TASK GOAL: Nothing in the listing may be skipped; repeat it all exactly.

DATA RECORDS:
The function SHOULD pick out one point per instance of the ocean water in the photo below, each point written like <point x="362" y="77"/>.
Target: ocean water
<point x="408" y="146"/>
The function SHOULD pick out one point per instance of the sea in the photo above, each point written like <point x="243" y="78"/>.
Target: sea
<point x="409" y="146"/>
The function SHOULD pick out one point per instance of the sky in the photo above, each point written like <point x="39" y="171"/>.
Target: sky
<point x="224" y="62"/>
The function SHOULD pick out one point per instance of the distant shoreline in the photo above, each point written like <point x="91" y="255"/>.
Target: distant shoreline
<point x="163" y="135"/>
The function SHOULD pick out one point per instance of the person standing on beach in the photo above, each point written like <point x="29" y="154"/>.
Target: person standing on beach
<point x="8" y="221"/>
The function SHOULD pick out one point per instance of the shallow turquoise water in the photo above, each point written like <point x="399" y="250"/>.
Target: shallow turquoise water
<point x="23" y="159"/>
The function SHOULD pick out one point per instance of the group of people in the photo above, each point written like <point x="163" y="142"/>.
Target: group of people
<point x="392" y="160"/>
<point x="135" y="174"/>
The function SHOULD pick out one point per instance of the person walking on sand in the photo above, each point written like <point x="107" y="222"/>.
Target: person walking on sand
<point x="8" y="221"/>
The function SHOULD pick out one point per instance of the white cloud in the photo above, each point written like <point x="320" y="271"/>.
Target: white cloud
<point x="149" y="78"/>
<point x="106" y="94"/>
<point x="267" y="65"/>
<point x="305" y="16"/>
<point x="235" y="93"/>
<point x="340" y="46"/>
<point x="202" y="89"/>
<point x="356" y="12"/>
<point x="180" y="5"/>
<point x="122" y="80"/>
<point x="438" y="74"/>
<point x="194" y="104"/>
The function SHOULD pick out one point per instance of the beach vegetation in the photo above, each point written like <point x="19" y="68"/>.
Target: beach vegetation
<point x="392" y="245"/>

ANSWER FOR THIS EXERCISE:
The function SHOULD pick out one point per instance of the ocean water in the photo below, each point written like <point x="362" y="77"/>.
Target: ocean water
<point x="408" y="146"/>
The function SHOULD pick out one point per instance of the sea in the photo above, each point written like <point x="243" y="78"/>.
Target: sea
<point x="409" y="146"/>
The function SHOULD pick out one point per instance of the sky in the photo above, each point written like <point x="39" y="171"/>.
Target: sky
<point x="224" y="62"/>
The function SHOULD pick out one point per instance of the distant shoreline in the photo above, each point written like <point x="91" y="255"/>.
Target: distant shoreline
<point x="163" y="135"/>
The function SHOULD pick out one point per instance of the person standing on beach in the photo above, each point written like <point x="29" y="154"/>.
Target: person standing on beach
<point x="8" y="221"/>
The function SHOULD pick out one point per instance of the shallow turquoise water in the photo above, each point written like <point x="399" y="250"/>.
Target: shallow turquoise water
<point x="23" y="159"/>
The function SHOULD pick out one point per instance of the group of people in the photo above, each point written like <point x="163" y="142"/>.
Target: group of people
<point x="392" y="160"/>
<point x="135" y="174"/>
The function SHOULD pick out one point per instance of the person walking on sand in the photo above, each point written like <point x="107" y="222"/>.
Target: person walking on sand
<point x="8" y="221"/>
The function SHOULD pick out one point per instance of the white cloud in the photo above, each point written like <point x="320" y="271"/>.
Target: white cloud
<point x="149" y="78"/>
<point x="106" y="94"/>
<point x="267" y="65"/>
<point x="305" y="16"/>
<point x="235" y="93"/>
<point x="340" y="46"/>
<point x="202" y="89"/>
<point x="356" y="12"/>
<point x="180" y="5"/>
<point x="122" y="80"/>
<point x="438" y="74"/>
<point x="194" y="104"/>
The function SHOULD pick out one point per instance of the beach vegetation in the photo above, each point written like <point x="19" y="68"/>.
Target: beach vegetation
<point x="392" y="245"/>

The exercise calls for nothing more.